Extracted text:
◆ ◆ ◆

Las hogueras del fanatismo y la ortodoxia son una constante del siglo XXI, en el que ya estamos. Seguimos proyectando nuestro peor yo sobre los débiles, los pobres y los emigrantes. Necesitaríamos matar el yo racista que llevamos dentro y eso sólo se puede conseguir colocándonos en el lugar del otro, sintiéndote agredida. (Carme Riera in Martí Gómez 12)

In the last twenty-five years, Jews have emerged as a literary figure as well as a literary theme in Spain. Catalan writers such as Maria Àngels Anglada (1930–99), Carme Riera (1948–), and Vicenç Villatoro (1957–) approach the Jewish theme and the representation of the Jew as literary character in order to reflect on issues regarding identity and history in novels, such as El violí d'Auschwitz (1994), Dins el darrer blau (1994), and Memòria del traïdor (1996), respectively. With Dins el darrer blau, written between 1989 and 1993, published in Catalan in 1994 and in Castilian in 1996, Riera starts a series of novels dedicated to the Majorcan xuetes (Jews who were converted to Christianity) which she finishes with Cap al cel obert in 1999. In this essay I will reflect on how Riera's Dins el darrer blau revisits the past in order to create a “culture of memory,” a process in which society confronts its traumatic past and the history of exile and repression, linking the history of the Jewish converts to the history of the Balearic island, Majorca. Riera's novel is based on historical events that occurred in the City of Majorca from 1687 to 1691. On March 7, 1687, a group of Majorcan Jewish converts, afraid of being persecuted by the Inquisition because of the accusations of an informer (Rafel Cortès, Costura), boarded Captain Willis's boat bound for Livorno, Italy. Weather conditions impeded their voyage. Returning home, the fugitives were apprehended. Apparently, the arrests happened by chance. A mad woman (Caterina Bonnín), whose family had tried to escape on the boat, began to yell and alerted the patrol. The sheriff caught men, women, and children who had participated in the attempted flight and took them to the palace of the Inquisition, “the black house,” where all their goods were confiscated.

◆ ◆ ◆

Record list:

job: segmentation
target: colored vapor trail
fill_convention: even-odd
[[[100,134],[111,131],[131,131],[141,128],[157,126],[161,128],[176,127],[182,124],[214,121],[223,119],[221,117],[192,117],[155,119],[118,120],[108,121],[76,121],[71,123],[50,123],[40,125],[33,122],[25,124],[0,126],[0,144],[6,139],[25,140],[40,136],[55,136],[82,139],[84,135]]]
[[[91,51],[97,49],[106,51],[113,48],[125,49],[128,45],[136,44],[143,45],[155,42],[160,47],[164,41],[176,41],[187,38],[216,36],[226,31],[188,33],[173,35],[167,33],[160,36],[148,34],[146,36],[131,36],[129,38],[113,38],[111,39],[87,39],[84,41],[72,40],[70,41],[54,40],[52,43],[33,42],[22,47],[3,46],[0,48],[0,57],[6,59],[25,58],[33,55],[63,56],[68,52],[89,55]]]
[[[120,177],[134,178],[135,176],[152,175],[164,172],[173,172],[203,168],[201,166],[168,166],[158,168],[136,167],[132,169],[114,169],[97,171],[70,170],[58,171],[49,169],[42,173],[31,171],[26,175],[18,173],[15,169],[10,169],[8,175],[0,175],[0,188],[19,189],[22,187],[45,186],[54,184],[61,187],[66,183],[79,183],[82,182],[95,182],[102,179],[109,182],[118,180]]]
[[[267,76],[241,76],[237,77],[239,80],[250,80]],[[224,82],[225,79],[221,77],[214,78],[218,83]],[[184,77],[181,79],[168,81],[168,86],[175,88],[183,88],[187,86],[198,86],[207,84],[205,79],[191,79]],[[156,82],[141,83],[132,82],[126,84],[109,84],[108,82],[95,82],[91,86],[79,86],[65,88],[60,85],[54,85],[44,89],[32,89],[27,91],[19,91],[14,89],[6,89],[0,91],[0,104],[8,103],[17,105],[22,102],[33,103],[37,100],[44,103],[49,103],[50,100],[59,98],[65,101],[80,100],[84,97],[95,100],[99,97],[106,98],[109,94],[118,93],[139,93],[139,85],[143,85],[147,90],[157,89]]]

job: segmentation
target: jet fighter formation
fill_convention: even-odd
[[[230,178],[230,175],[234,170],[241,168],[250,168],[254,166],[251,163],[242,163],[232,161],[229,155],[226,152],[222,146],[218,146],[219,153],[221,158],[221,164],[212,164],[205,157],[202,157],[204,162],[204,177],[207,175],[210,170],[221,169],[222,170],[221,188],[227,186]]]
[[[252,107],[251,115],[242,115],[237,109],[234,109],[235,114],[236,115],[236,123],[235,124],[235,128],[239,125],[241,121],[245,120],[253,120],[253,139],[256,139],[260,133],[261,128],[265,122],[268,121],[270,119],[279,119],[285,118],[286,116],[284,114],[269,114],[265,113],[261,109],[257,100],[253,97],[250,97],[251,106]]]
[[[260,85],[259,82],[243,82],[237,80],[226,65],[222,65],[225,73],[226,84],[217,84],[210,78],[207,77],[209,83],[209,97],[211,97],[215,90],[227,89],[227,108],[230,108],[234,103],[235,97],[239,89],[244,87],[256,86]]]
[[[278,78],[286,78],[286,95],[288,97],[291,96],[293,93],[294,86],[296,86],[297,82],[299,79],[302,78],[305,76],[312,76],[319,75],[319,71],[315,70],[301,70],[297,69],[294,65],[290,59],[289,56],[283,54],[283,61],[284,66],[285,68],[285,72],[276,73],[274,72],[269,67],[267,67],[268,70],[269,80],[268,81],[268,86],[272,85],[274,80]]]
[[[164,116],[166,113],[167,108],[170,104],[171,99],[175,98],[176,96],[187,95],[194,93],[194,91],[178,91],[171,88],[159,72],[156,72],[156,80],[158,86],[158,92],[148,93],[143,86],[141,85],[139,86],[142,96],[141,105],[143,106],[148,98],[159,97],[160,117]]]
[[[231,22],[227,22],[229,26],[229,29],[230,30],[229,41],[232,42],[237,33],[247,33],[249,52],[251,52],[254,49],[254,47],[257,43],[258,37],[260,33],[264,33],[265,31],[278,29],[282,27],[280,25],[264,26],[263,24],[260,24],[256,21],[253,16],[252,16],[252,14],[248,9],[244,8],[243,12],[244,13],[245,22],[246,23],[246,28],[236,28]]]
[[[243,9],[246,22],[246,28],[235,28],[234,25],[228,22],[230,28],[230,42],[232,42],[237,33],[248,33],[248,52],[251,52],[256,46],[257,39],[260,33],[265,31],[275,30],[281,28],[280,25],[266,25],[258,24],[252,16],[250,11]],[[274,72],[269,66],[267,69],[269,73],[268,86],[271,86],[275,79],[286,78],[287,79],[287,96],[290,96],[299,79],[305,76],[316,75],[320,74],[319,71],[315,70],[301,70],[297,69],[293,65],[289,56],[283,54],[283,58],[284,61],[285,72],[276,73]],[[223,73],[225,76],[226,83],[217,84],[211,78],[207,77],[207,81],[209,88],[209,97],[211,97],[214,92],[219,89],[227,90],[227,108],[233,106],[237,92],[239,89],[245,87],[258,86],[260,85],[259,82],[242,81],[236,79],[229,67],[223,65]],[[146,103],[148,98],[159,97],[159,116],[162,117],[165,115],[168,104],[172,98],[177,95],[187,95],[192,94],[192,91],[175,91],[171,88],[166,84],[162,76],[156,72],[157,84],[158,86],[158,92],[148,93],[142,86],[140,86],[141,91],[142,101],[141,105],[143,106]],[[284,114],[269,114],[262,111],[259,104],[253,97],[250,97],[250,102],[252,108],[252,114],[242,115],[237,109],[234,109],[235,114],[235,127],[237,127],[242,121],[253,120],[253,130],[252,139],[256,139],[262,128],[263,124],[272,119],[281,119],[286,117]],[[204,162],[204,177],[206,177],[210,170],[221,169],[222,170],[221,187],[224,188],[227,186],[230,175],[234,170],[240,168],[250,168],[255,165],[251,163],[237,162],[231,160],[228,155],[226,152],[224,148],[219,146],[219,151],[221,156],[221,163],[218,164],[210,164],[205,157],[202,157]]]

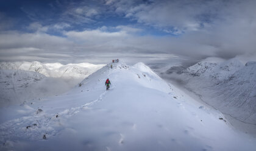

◆ ◆ ◆

Directive: From the passage on Riera's novel above, pull out the stretch from "Las hogueras del" through "Martí Gómez 12)" word for word.

Written response:
Las hogueras del fanatismo y la ortodoxia son una constante del siglo XXI, en el que ya estamos. Seguimos proyectando nuestro peor yo sobre los débiles, los pobres y los emigrantes. Necesitaríamos matar el yo racista que llevamos dentro y eso sólo se puede conseguir colocándonos en el lugar del otro, sintiéndote agredida. (Carme Riera in Martí Gómez 12)